Material for this task –
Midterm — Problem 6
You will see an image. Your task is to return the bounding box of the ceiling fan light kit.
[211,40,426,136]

* * *

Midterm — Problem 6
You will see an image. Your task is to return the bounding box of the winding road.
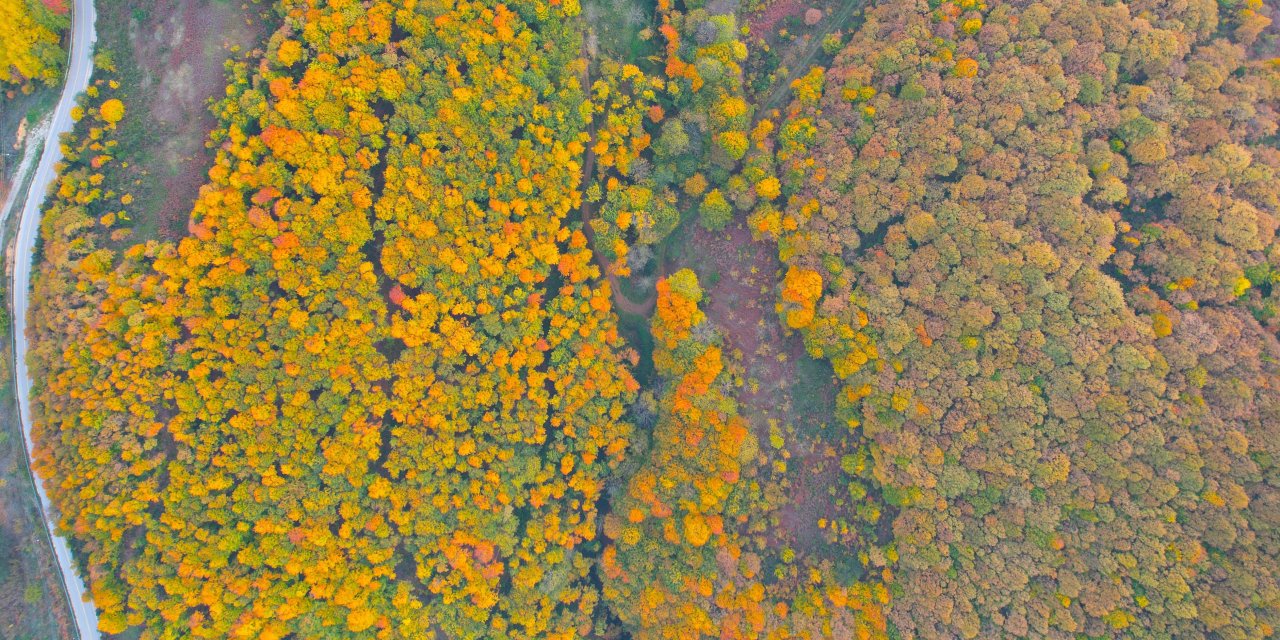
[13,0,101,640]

Required task – Count the lines of the data above that contain the string "will" with matching case. Give only the number.

Solution to the problem – 2